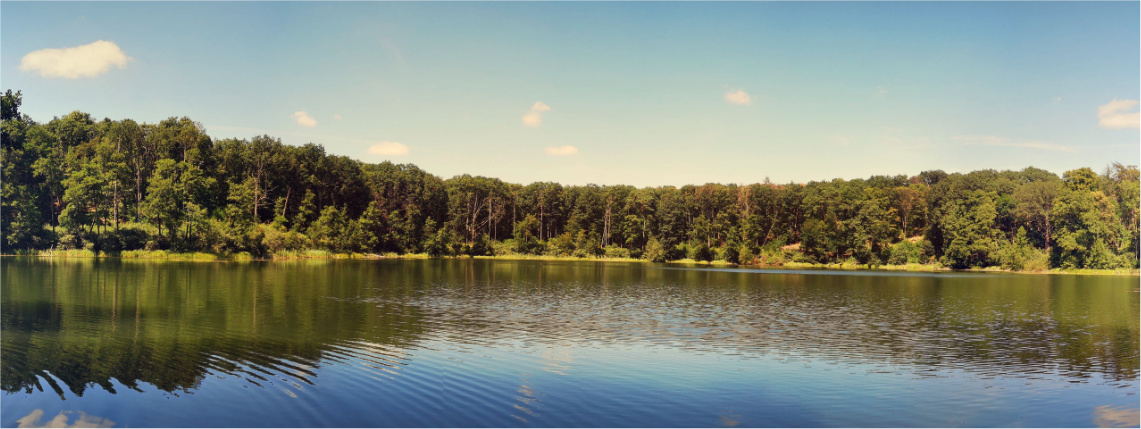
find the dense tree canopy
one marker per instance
(120, 185)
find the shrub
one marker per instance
(614, 251)
(745, 255)
(654, 251)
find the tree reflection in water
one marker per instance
(73, 324)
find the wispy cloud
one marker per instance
(1002, 142)
(1116, 114)
(738, 97)
(388, 148)
(304, 119)
(534, 116)
(560, 151)
(87, 61)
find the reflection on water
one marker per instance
(62, 420)
(1110, 417)
(73, 325)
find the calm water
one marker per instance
(507, 343)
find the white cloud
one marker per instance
(1116, 114)
(87, 61)
(738, 97)
(388, 148)
(534, 116)
(304, 119)
(559, 151)
(1002, 142)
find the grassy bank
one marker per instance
(325, 255)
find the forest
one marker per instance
(114, 186)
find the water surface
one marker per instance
(558, 343)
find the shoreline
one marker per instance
(317, 255)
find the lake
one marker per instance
(461, 342)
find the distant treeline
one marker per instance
(77, 183)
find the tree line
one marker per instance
(78, 183)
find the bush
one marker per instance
(745, 256)
(905, 252)
(480, 248)
(731, 255)
(614, 251)
(563, 245)
(702, 252)
(654, 251)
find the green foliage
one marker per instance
(655, 252)
(115, 186)
(905, 252)
(745, 256)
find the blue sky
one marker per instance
(640, 94)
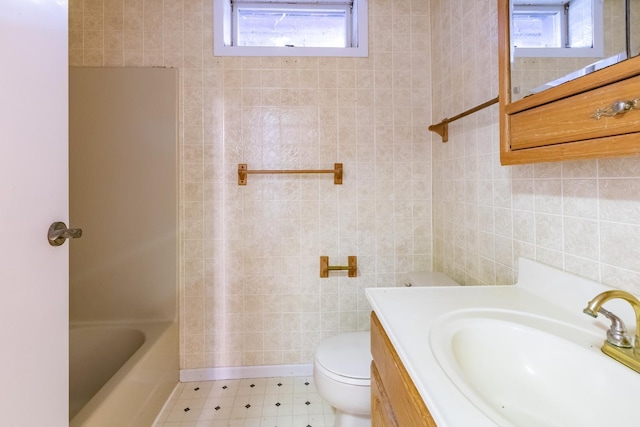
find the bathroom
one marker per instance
(249, 290)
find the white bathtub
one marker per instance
(121, 374)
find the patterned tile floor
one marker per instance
(260, 402)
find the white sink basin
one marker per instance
(524, 370)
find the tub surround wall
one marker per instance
(580, 216)
(250, 290)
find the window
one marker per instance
(572, 28)
(280, 28)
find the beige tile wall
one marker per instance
(581, 216)
(250, 292)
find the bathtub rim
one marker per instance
(153, 332)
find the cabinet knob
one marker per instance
(618, 107)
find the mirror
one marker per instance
(554, 41)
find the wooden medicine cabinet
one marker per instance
(596, 115)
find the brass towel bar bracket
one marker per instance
(243, 171)
(325, 268)
(442, 128)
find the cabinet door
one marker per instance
(381, 411)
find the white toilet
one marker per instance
(341, 368)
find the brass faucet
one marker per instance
(623, 353)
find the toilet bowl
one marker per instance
(341, 374)
(341, 367)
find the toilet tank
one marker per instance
(430, 278)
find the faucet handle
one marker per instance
(617, 333)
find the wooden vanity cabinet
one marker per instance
(395, 401)
(560, 123)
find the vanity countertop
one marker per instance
(408, 315)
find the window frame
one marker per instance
(596, 51)
(223, 17)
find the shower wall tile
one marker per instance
(581, 216)
(249, 256)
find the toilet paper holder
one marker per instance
(352, 268)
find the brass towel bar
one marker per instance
(325, 268)
(243, 172)
(442, 128)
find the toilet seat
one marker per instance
(346, 358)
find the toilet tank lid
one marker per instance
(430, 278)
(347, 355)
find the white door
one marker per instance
(33, 194)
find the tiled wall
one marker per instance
(582, 216)
(250, 291)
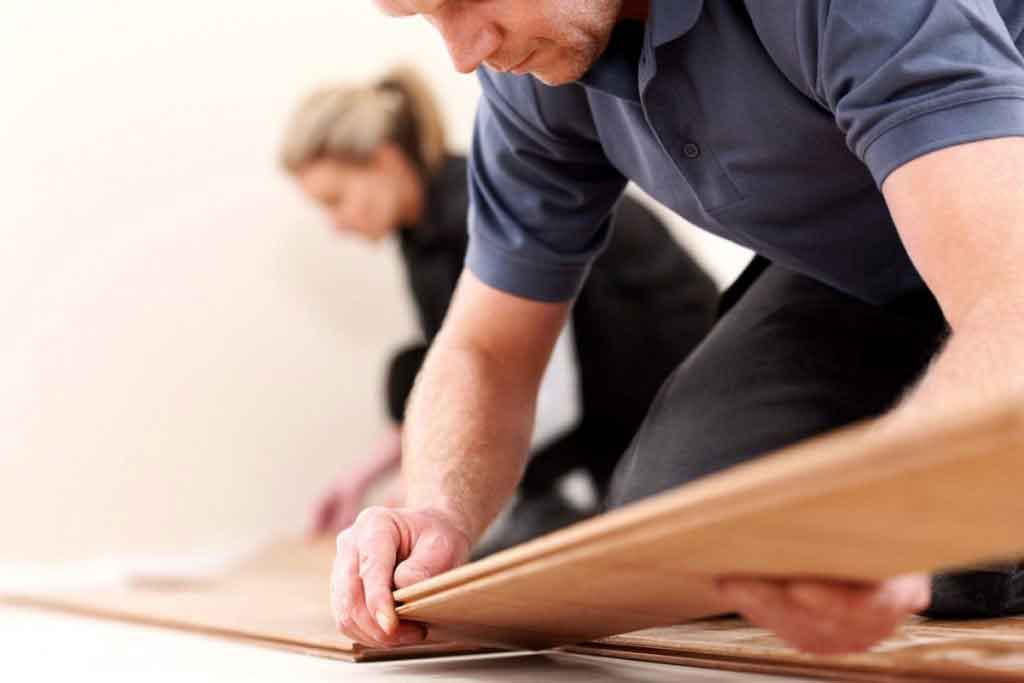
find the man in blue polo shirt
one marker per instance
(870, 153)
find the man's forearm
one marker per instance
(982, 361)
(466, 435)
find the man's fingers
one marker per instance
(824, 617)
(432, 554)
(379, 541)
(348, 600)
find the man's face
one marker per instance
(555, 40)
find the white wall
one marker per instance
(185, 350)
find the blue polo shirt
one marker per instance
(771, 123)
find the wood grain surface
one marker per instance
(278, 597)
(859, 504)
(932, 650)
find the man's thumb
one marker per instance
(432, 554)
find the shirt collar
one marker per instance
(671, 18)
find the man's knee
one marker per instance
(982, 593)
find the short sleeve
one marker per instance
(542, 189)
(902, 78)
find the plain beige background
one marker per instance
(186, 352)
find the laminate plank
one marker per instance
(858, 504)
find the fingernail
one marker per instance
(412, 638)
(387, 621)
(734, 593)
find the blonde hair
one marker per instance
(350, 123)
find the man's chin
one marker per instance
(558, 76)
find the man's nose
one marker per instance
(469, 42)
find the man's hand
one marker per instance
(827, 617)
(383, 550)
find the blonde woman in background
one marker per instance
(374, 157)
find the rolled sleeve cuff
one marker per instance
(996, 116)
(529, 281)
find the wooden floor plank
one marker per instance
(856, 505)
(278, 598)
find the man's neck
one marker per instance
(635, 9)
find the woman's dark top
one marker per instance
(644, 307)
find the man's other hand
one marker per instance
(386, 549)
(827, 617)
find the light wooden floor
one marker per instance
(45, 646)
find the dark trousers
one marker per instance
(791, 358)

════════════════════

From the records above, return each line where "blue" occurs.

### Result of the task
find the blue sky
find the man in blue polo shirt
find the blue polo shirt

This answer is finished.